== Given data ==
- Opening Delimiter -
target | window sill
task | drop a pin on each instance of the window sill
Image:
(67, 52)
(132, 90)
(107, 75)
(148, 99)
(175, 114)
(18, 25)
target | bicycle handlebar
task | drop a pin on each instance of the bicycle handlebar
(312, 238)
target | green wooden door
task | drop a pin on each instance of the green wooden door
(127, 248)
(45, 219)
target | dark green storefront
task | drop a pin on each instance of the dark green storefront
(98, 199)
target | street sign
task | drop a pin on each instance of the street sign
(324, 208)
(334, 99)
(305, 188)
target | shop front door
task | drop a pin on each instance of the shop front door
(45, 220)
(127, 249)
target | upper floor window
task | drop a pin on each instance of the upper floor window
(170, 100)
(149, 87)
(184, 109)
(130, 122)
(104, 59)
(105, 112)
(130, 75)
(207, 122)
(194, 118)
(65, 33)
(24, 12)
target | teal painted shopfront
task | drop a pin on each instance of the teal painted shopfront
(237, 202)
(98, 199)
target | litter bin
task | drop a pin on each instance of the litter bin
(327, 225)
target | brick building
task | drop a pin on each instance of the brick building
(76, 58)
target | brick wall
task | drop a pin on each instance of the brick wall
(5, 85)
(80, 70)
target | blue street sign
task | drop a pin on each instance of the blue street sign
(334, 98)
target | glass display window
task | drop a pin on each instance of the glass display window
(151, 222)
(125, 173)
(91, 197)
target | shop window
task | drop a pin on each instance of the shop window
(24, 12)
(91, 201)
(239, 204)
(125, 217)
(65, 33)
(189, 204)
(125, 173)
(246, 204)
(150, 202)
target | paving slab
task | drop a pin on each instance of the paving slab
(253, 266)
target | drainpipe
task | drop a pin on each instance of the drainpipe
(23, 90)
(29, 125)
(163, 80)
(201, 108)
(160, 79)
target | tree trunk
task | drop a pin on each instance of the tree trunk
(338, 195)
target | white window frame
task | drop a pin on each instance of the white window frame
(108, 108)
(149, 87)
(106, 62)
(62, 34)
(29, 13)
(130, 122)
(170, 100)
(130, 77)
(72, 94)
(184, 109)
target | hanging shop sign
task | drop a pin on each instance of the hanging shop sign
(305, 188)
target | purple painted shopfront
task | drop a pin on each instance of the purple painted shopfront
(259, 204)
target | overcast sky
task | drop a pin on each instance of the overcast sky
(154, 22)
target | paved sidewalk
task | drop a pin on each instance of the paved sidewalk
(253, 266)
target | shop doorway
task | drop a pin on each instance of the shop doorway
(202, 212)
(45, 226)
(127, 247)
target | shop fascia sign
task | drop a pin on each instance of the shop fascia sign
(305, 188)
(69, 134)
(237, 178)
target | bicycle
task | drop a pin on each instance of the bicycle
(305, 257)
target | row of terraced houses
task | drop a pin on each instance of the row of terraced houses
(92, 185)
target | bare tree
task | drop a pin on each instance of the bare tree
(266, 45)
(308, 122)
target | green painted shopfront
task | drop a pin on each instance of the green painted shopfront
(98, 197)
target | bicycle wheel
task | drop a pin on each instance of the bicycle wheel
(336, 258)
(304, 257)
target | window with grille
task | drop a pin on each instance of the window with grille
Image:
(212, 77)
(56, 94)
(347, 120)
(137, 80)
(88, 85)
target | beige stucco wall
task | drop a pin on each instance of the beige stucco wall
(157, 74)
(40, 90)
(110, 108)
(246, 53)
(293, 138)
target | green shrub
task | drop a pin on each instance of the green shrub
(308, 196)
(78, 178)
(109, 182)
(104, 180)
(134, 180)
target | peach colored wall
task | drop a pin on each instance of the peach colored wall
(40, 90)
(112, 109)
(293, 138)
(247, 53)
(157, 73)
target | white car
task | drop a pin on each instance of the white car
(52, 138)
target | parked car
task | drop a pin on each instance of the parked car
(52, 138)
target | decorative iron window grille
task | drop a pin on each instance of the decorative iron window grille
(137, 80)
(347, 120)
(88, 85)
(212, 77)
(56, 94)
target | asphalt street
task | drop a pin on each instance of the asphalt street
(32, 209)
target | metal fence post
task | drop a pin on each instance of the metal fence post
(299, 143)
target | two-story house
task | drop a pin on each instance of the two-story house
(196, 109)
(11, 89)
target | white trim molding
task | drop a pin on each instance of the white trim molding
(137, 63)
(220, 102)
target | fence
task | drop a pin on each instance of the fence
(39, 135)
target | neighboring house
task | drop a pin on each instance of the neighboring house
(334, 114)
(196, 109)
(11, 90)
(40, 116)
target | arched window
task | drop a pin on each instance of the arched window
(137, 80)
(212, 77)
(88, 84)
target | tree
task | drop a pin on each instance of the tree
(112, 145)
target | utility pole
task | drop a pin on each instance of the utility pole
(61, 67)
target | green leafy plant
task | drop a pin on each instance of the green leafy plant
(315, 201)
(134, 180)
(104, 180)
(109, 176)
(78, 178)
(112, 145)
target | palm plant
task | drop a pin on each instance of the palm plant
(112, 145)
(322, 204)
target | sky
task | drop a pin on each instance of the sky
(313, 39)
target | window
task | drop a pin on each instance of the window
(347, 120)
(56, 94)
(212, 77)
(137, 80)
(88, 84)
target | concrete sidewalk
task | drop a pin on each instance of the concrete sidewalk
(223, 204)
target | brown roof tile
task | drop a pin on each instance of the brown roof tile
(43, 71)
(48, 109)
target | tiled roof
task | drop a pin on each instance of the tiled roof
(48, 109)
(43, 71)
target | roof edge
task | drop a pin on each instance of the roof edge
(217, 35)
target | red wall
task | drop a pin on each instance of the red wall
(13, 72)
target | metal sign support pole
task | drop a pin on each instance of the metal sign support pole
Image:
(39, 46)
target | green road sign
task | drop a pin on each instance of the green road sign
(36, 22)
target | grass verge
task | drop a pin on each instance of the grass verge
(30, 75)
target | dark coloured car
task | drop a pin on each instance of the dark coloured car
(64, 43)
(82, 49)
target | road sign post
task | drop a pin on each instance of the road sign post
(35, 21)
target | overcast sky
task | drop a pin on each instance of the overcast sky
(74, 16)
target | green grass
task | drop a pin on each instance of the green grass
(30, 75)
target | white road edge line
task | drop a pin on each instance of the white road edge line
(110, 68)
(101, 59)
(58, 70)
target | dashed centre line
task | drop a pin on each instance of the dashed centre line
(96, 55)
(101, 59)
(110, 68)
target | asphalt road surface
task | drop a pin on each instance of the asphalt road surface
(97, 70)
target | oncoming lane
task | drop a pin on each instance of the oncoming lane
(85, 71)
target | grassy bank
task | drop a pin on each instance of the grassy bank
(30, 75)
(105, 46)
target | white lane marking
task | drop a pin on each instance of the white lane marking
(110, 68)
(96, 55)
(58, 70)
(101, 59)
- Closing Delimiter -
- Opening Delimiter -
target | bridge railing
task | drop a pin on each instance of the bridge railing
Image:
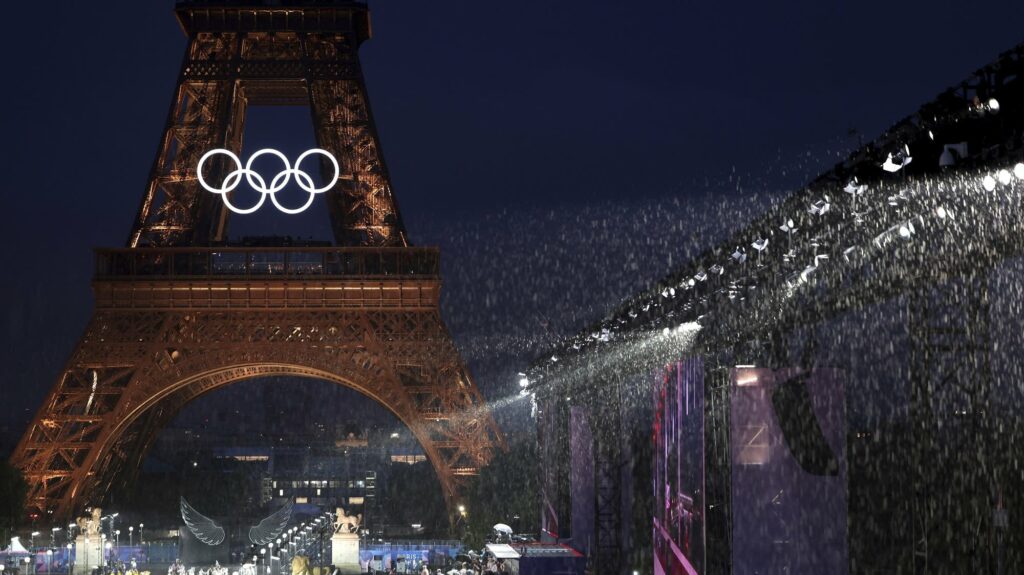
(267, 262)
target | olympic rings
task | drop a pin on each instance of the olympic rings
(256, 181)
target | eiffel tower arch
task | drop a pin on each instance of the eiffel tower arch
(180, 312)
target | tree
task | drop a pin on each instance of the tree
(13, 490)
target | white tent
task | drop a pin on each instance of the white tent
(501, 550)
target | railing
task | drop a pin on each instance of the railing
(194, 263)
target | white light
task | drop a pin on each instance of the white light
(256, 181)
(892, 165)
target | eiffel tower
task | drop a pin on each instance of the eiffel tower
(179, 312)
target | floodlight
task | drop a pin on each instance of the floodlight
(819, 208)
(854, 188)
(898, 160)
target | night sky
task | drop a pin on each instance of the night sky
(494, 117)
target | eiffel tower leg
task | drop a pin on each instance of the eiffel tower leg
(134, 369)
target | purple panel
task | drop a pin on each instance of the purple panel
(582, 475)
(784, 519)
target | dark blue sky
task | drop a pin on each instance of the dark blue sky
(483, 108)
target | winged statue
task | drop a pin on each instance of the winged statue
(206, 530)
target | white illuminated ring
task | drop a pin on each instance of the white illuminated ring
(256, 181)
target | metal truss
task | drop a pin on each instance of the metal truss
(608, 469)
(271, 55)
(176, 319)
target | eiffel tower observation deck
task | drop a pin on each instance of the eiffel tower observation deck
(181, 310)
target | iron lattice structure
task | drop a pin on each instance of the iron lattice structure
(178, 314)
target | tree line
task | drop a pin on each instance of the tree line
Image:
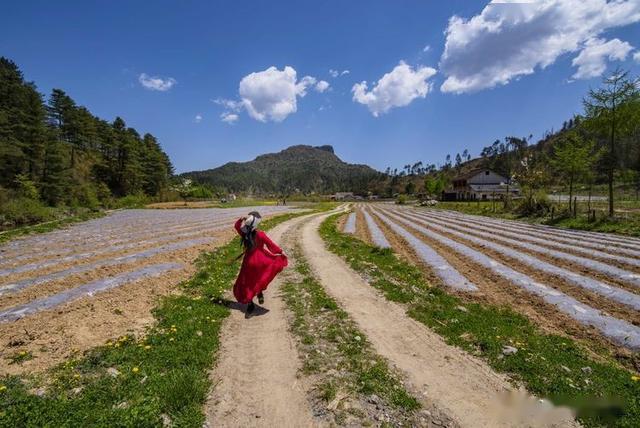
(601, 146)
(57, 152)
- Closing Delimiter -
== The problem ==
Scan the data above, find each line with "support", and copy it.

== Task result ==
target | metal sign support pole
task | drop a pin on each instance of the metal sign support pole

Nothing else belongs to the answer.